Problem statement
Copy each of the following rows exactly as it appears, leaving out the pictures.

+--

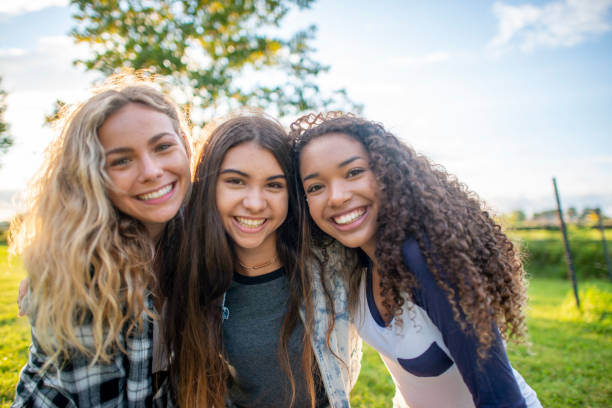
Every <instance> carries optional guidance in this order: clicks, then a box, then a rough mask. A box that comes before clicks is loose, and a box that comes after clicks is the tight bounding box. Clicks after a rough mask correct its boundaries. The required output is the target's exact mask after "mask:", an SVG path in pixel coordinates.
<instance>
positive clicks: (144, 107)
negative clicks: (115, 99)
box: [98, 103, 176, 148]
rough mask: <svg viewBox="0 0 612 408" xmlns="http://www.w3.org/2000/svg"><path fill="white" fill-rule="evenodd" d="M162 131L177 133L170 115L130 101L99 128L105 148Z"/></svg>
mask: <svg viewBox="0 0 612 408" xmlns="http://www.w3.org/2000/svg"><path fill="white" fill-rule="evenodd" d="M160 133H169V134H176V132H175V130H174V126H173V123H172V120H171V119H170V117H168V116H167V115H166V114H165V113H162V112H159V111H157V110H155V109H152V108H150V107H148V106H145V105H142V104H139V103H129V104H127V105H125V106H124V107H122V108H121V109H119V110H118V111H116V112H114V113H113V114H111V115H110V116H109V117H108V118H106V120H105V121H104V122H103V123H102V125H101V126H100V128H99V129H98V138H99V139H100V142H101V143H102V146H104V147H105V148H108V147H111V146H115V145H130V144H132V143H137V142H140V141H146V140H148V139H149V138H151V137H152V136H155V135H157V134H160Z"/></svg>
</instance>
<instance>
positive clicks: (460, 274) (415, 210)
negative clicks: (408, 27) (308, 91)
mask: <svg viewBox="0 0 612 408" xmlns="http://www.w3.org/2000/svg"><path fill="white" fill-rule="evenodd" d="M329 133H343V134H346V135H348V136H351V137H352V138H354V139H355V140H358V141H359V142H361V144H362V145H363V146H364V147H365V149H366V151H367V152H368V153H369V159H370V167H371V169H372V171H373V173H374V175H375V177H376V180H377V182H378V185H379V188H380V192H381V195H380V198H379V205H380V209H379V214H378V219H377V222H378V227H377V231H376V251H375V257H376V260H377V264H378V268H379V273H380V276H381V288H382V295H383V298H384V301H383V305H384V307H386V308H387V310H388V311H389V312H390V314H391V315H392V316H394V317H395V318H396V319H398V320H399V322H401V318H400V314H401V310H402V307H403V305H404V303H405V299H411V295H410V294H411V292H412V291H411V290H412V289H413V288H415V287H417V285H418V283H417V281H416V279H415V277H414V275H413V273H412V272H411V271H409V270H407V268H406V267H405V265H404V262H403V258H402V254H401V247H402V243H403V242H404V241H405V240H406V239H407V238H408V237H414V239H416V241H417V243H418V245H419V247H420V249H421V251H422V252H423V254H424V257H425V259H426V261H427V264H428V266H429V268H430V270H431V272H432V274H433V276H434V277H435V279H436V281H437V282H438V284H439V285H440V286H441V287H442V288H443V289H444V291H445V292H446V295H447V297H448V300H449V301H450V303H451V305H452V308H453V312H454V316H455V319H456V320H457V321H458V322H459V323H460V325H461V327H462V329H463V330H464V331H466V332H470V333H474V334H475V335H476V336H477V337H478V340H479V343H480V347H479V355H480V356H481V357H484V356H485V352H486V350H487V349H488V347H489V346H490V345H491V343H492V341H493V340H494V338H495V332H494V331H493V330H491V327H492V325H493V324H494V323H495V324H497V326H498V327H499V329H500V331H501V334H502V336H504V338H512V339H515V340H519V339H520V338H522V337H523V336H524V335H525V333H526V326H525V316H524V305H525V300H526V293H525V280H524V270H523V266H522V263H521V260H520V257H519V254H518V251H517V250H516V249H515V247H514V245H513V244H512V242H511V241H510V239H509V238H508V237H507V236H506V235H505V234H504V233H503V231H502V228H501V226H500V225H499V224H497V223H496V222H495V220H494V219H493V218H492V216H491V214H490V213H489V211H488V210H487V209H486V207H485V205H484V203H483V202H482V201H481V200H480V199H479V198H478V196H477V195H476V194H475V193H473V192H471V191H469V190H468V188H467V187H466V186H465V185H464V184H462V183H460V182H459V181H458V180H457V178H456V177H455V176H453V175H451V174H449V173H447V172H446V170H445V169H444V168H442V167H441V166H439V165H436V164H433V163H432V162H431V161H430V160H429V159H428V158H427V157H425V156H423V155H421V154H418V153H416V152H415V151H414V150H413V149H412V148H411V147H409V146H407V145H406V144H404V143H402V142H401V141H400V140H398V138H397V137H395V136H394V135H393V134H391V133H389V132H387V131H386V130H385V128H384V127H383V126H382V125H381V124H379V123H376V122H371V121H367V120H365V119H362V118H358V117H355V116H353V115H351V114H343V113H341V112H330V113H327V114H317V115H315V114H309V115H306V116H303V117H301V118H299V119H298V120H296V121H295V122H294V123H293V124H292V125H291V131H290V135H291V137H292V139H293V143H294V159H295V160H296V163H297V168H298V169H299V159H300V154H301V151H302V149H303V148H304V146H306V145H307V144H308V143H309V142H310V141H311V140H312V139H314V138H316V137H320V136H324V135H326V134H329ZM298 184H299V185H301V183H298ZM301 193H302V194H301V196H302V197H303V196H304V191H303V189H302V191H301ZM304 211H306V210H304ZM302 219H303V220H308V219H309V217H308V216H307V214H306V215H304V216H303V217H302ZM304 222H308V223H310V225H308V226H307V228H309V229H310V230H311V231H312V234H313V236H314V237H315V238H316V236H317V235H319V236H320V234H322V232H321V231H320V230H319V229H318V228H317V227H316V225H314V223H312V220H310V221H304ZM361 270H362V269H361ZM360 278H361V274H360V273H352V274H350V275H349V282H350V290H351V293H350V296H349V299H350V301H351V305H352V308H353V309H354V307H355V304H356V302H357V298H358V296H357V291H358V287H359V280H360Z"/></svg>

+--

Result for this exercise
Every <instance> carries optional guidance in this order: clicks, then a box, then a rough mask. A box that comes before clicks is loose, and a box that comes after clicks is the tight bounding box. Clicks after a rough mask correct its boundaries. The required output is the target's exact mask after "mask:", an SVG path in pixel coordinates.
<instance>
positive clicks: (144, 107)
negative clicks: (115, 99)
box: [98, 103, 176, 148]
rough mask: <svg viewBox="0 0 612 408" xmlns="http://www.w3.org/2000/svg"><path fill="white" fill-rule="evenodd" d="M162 131L177 133L170 115L130 101L99 128L105 148Z"/></svg>
mask: <svg viewBox="0 0 612 408" xmlns="http://www.w3.org/2000/svg"><path fill="white" fill-rule="evenodd" d="M160 133H169V134H176V132H175V130H174V126H173V123H172V120H171V119H170V117H168V116H167V115H166V114H165V113H162V112H159V111H157V110H155V109H152V108H150V107H148V106H145V105H142V104H139V103H129V104H127V105H125V106H124V107H122V108H121V109H119V110H118V111H116V112H114V113H113V114H111V115H110V116H109V117H108V118H106V120H105V121H104V122H103V123H102V125H101V126H100V128H99V129H98V138H99V139H100V142H101V143H102V146H104V147H105V148H108V147H111V146H115V145H130V144H132V143H137V142H140V141H146V140H148V139H149V138H151V137H152V136H155V135H157V134H160Z"/></svg>
</instance>
<instance>
positive clicks: (460, 274) (415, 210)
negative clicks: (408, 27) (308, 91)
mask: <svg viewBox="0 0 612 408" xmlns="http://www.w3.org/2000/svg"><path fill="white" fill-rule="evenodd" d="M329 133H343V134H346V135H348V136H351V137H352V138H354V139H355V140H358V141H359V142H361V144H362V145H363V146H364V147H365V149H366V151H367V152H368V153H369V159H370V167H371V169H372V171H373V173H374V175H375V177H376V180H377V182H378V185H379V188H380V192H381V195H380V198H379V205H380V209H379V214H378V219H377V222H378V227H377V231H376V251H375V257H376V260H377V264H378V268H379V273H380V276H381V288H382V295H383V298H384V301H383V305H384V307H386V308H387V310H388V311H389V312H390V314H391V315H392V316H394V317H395V318H396V319H398V320H399V322H401V318H400V314H401V310H402V307H403V305H404V303H405V299H411V295H410V294H411V292H412V291H411V290H412V289H413V288H415V287H417V285H418V283H417V281H416V279H415V277H414V275H413V273H412V272H411V271H409V270H407V268H406V267H405V265H404V262H403V258H402V254H401V247H402V243H403V242H404V241H405V240H406V239H407V238H408V237H414V239H416V241H417V243H418V245H419V247H420V249H421V251H422V252H423V254H424V257H425V259H426V261H427V264H428V266H429V268H430V270H431V272H432V274H433V276H434V277H435V279H436V281H437V282H438V284H439V285H440V286H441V287H442V288H443V289H444V291H445V292H446V295H447V297H448V300H449V301H450V303H451V305H452V308H453V312H454V316H455V319H456V320H457V321H458V322H459V323H460V325H461V327H462V329H463V330H464V331H466V332H470V333H474V334H475V335H476V336H477V337H478V340H479V343H480V347H479V355H480V356H481V357H484V356H485V352H486V350H487V349H488V347H489V346H490V345H491V343H492V341H493V340H494V338H495V332H494V331H493V330H491V327H492V325H493V324H494V323H495V324H497V326H498V327H499V329H500V331H501V334H502V336H504V338H512V339H515V340H519V339H520V338H522V337H523V336H524V335H525V333H526V326H525V316H524V305H525V300H526V293H525V280H524V270H523V266H522V263H521V260H520V257H519V254H518V251H517V250H516V249H515V247H514V245H513V244H512V242H511V241H510V239H509V238H508V237H507V236H506V235H505V234H504V233H503V231H502V228H501V226H500V225H499V224H497V223H496V222H495V220H494V219H493V218H492V216H491V214H490V213H489V211H488V210H487V209H486V207H485V205H484V203H483V202H482V201H481V200H480V199H479V198H478V196H477V195H476V194H475V193H473V192H471V191H469V190H468V188H467V187H466V186H465V185H464V184H462V183H460V182H459V181H458V180H457V178H456V177H455V176H453V175H451V174H449V173H447V172H446V170H445V169H444V168H442V167H441V166H439V165H436V164H433V163H432V162H431V161H430V160H429V159H428V158H427V157H425V156H423V155H421V154H418V153H416V152H415V151H414V150H413V149H412V148H411V147H409V146H407V145H406V144H404V143H402V142H401V141H400V140H398V138H397V137H395V136H394V135H393V134H391V133H389V132H387V131H386V130H385V128H384V127H383V126H382V125H381V124H379V123H376V122H371V121H367V120H365V119H362V118H358V117H355V116H353V115H351V114H343V113H341V112H330V113H327V114H317V115H315V114H309V115H306V116H303V117H301V118H299V119H298V120H296V121H295V122H294V123H293V124H292V125H291V131H290V135H291V137H292V139H293V143H294V159H295V160H296V163H297V168H298V169H299V159H300V154H301V151H302V149H303V148H304V146H306V145H307V144H308V143H309V142H310V141H311V140H312V139H314V138H316V137H320V136H324V135H326V134H329ZM298 184H299V185H301V183H298ZM301 193H302V194H301V196H302V197H303V196H304V191H303V189H302V191H301ZM304 211H306V210H304ZM302 219H303V220H308V219H309V217H308V216H307V214H306V215H304V216H303V217H302ZM304 222H308V223H310V225H308V226H307V228H309V229H310V230H311V231H312V234H313V236H314V237H315V238H316V236H317V235H319V236H320V234H322V232H321V231H320V230H319V229H318V228H317V227H316V225H314V223H312V220H310V221H304ZM361 270H362V269H361ZM360 278H361V274H360V273H352V274H350V275H349V282H350V290H351V293H350V296H349V299H350V301H351V305H352V308H353V309H354V307H355V304H356V302H357V298H358V296H357V291H358V287H359V280H360Z"/></svg>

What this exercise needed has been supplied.